> **Extract provided**:
§

In this time period, silent films were a unique art form of storytelling that was encapsulated by the elaborate form of silent film acting that required actors to convey exaggerated physical gestures and to convey complex emotions and narratives without the usage of dialogue. With limited intertitles, it was important for actors to portray the wide range of emotions through excessive facial expressions and body language. This era created a form of stylized acting with grand gestures and melodramatic expressions to enable the audience to understand the character's expression of feelings and context of the scene that is being portrayed.

In this film, the actor does small excessive body movement of shrugging his shoulders for the narrative that he has a nervous trait that he is attempting to cure. His movements in certain instances seem almost mechanical with the way he attempts to fill up his bathtub and through his usage of raising his eyebrows and moving his arms in a wide range movement. These are prime examples of a methodical way of acting that enabled the viewer to see what range of emotions the character is experiencing and interpret the context to what they might be thinking. When Max is arrested, the arm movements he expresses are those of confusion and panic as he feels he is being wrongfully arrested while he is carried out in the bathtub to the police station. The Police officers as well display exaggerated movements through their arms to showcase the disagreement that is taking place in the film in order to convey the discourse that is transpiring between Max, the other tenants, and the Police. Even with consistent head turning and hand gestures, these were all imperative techniques that were executed to get the context of the scene across to the audience.

§

> **Records shown**:

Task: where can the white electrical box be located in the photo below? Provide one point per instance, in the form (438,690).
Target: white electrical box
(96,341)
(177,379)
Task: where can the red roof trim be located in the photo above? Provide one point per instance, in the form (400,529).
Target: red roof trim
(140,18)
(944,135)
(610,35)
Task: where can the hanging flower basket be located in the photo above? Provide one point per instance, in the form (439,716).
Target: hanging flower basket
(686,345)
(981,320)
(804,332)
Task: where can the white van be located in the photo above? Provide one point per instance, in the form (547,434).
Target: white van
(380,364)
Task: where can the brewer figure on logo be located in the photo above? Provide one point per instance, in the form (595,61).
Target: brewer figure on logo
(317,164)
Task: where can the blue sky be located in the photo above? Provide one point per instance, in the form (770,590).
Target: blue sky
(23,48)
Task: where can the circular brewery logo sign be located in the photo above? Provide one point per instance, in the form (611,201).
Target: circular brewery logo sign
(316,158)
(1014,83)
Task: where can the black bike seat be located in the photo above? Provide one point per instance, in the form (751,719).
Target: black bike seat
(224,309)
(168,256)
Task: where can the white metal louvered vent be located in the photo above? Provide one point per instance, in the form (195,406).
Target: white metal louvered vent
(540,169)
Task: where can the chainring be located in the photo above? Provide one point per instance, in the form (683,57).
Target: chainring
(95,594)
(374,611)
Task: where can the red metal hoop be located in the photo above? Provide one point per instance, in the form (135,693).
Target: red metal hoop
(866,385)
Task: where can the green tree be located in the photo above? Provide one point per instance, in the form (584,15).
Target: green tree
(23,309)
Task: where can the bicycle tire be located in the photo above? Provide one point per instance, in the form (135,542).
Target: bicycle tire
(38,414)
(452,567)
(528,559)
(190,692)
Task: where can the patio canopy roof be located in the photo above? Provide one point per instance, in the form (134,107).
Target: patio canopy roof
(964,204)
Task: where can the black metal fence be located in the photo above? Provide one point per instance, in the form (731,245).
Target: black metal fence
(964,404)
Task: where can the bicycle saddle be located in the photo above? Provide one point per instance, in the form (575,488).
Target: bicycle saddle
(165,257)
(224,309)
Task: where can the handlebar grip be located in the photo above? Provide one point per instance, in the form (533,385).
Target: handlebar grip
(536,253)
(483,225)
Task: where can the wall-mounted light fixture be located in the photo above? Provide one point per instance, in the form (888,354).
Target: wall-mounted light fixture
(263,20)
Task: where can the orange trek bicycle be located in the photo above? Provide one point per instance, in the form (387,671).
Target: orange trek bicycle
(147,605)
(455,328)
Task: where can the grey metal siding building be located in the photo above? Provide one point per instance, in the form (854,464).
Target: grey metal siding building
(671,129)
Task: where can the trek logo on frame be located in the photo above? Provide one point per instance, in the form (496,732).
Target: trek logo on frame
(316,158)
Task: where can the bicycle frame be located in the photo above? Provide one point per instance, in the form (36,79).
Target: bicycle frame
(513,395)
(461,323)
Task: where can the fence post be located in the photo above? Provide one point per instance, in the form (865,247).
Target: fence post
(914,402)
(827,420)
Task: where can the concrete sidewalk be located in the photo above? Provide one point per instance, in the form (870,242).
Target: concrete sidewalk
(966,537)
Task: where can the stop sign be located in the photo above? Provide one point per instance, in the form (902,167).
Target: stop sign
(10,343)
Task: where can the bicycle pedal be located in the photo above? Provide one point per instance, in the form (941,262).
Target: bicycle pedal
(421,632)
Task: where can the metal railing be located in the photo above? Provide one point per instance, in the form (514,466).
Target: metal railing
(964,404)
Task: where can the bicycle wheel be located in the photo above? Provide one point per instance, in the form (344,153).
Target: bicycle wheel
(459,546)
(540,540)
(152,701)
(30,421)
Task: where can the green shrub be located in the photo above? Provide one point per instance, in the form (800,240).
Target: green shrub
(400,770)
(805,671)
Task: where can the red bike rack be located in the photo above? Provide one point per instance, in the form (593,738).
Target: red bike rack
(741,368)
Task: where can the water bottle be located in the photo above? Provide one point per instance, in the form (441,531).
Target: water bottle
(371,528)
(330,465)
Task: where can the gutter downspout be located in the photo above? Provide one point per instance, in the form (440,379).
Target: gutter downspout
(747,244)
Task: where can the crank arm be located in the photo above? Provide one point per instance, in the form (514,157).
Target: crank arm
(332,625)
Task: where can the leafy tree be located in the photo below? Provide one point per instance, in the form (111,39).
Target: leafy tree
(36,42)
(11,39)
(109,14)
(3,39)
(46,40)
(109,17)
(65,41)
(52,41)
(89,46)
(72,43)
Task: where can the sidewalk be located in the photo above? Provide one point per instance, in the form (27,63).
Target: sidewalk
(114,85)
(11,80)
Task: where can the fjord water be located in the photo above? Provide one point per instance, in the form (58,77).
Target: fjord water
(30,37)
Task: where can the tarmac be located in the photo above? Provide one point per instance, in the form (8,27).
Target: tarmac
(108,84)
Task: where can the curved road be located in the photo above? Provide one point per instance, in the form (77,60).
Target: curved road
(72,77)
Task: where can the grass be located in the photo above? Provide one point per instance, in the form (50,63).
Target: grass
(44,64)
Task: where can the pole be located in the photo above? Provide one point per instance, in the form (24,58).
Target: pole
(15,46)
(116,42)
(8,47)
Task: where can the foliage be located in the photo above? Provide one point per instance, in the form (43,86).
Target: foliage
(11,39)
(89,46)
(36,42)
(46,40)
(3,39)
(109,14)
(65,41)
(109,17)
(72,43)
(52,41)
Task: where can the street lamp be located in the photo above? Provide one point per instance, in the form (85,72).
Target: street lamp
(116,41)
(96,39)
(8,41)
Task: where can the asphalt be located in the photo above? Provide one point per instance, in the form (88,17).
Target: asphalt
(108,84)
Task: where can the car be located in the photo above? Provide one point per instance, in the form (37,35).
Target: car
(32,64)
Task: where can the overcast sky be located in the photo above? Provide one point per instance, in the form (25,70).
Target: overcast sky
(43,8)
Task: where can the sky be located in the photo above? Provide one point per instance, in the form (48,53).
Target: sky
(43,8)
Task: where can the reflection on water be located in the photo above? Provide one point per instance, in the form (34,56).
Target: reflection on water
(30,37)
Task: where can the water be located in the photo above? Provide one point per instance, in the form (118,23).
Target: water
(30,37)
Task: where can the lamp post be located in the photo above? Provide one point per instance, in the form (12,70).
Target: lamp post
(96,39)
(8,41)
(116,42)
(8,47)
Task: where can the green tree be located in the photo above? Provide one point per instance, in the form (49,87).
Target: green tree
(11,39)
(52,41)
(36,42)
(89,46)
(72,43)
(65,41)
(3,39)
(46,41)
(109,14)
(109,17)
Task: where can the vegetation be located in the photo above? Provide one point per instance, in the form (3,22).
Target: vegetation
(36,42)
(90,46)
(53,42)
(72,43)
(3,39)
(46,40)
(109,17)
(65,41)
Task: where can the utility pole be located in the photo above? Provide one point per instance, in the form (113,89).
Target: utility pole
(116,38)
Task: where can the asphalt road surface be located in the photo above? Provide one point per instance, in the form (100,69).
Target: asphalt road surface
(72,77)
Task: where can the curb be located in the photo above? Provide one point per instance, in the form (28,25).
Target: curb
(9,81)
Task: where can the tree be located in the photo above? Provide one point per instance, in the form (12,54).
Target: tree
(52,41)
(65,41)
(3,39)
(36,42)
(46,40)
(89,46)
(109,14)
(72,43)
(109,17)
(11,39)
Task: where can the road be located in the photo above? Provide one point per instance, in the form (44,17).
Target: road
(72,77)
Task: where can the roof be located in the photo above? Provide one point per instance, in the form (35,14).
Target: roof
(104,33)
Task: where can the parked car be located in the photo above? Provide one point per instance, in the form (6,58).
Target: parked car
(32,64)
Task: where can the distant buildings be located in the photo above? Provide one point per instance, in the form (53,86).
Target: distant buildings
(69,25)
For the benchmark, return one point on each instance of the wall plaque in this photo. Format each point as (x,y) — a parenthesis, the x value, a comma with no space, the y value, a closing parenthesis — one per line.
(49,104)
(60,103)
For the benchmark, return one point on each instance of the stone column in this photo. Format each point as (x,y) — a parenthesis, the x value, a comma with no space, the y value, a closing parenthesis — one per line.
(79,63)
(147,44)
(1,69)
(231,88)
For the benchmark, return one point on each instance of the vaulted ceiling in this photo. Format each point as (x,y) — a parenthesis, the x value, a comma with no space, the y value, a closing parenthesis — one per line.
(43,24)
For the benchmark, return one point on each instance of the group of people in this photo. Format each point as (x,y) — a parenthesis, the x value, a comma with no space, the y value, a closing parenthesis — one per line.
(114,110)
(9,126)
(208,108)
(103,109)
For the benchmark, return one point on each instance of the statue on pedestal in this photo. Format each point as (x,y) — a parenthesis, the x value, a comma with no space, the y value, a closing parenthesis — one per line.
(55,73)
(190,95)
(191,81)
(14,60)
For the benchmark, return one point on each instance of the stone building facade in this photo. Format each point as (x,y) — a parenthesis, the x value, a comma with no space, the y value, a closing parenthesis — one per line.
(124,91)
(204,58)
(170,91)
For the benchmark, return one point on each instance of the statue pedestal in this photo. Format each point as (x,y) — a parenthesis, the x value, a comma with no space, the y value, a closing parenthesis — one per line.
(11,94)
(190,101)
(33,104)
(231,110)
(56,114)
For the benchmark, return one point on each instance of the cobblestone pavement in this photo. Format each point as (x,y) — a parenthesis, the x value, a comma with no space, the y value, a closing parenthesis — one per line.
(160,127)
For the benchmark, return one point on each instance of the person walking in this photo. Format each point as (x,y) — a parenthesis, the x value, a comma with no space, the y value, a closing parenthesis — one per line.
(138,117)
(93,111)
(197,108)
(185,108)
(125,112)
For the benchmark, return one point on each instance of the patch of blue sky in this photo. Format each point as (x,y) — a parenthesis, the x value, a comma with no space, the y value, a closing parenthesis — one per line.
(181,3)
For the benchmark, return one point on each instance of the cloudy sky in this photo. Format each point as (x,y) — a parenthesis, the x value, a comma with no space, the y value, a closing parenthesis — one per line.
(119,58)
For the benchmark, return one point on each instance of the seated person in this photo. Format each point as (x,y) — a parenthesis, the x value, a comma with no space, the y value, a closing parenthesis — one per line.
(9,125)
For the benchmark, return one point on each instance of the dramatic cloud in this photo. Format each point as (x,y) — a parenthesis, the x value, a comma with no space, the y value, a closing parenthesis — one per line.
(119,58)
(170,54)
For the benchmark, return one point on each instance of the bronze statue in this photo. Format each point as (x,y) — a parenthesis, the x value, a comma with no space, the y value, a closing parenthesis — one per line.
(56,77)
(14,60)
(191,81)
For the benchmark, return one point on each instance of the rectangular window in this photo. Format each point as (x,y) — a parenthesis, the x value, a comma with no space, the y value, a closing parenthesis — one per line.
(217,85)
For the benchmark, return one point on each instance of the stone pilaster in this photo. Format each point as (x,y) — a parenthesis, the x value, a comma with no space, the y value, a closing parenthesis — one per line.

§

> **Action item A**: In the passage on silent film acting, in what is Max carried to the police station after his arrest?
> **Action item B**: Repeat the passage on silent film acting word for word, beginning at the words "In this time" and stopping after "is being portrayed.".

> **Exercise output A**: He is carried out in the bathtub.

> **Exercise output B**:
In this time period, silent films were a unique art form of storytelling that was encapsulated by the elaborate form of silent film acting that required actors to convey exaggerated physical gestures and to convey complex emotions and narratives without the usage of dialogue. With limited intertitles, it was important for actors to portray the wide range of emotions through excessive facial expressions and body language. This era created a form of stylized acting with grand gestures and melodramatic expressions to enable the audience to understand the character's expression of feelings and context of the scene that is being portrayed.